- _Task requirements_
Recast the records below as a Markdown table with the columns Row and Line, covering only the span from the line with "handle in the photo above." up to and including the line with "(1296, 604)". Give each line its own numbered row and leave out blank lines.

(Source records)
== == ==

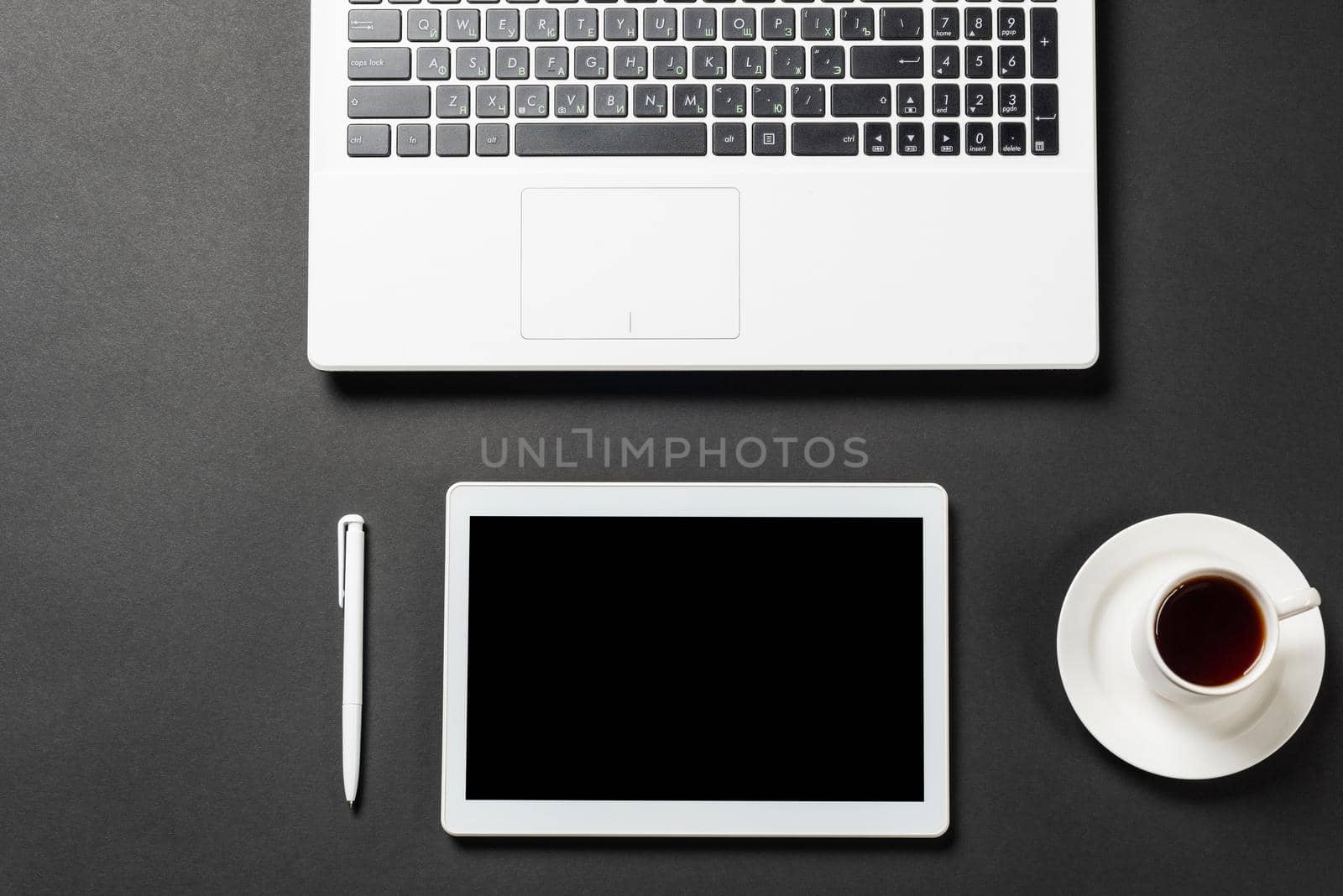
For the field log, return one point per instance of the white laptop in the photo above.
(702, 185)
(696, 660)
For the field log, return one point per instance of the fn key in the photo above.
(1044, 127)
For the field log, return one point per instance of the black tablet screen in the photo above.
(722, 659)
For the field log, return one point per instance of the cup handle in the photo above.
(1296, 604)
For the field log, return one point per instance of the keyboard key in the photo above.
(946, 23)
(571, 101)
(769, 138)
(886, 62)
(501, 24)
(980, 138)
(389, 102)
(610, 101)
(1011, 23)
(552, 63)
(809, 101)
(729, 101)
(375, 26)
(980, 101)
(910, 100)
(413, 140)
(829, 138)
(433, 63)
(709, 62)
(473, 63)
(828, 60)
(532, 101)
(651, 101)
(876, 138)
(789, 62)
(910, 138)
(379, 63)
(660, 24)
(492, 140)
(767, 101)
(946, 138)
(1011, 62)
(901, 23)
(729, 138)
(747, 62)
(453, 140)
(860, 101)
(613, 138)
(980, 23)
(544, 24)
(368, 141)
(698, 23)
(669, 62)
(689, 101)
(946, 62)
(857, 23)
(463, 26)
(1011, 138)
(423, 26)
(1044, 43)
(739, 24)
(778, 24)
(510, 63)
(946, 101)
(590, 62)
(453, 101)
(1044, 107)
(980, 62)
(818, 24)
(1011, 101)
(581, 23)
(492, 101)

== == ==

- _Task output_
| Row | Line |
|---|---|
| 1 | For the field log, return one point per instance of the cup handle in the photo above. |
| 2 | (1296, 604) |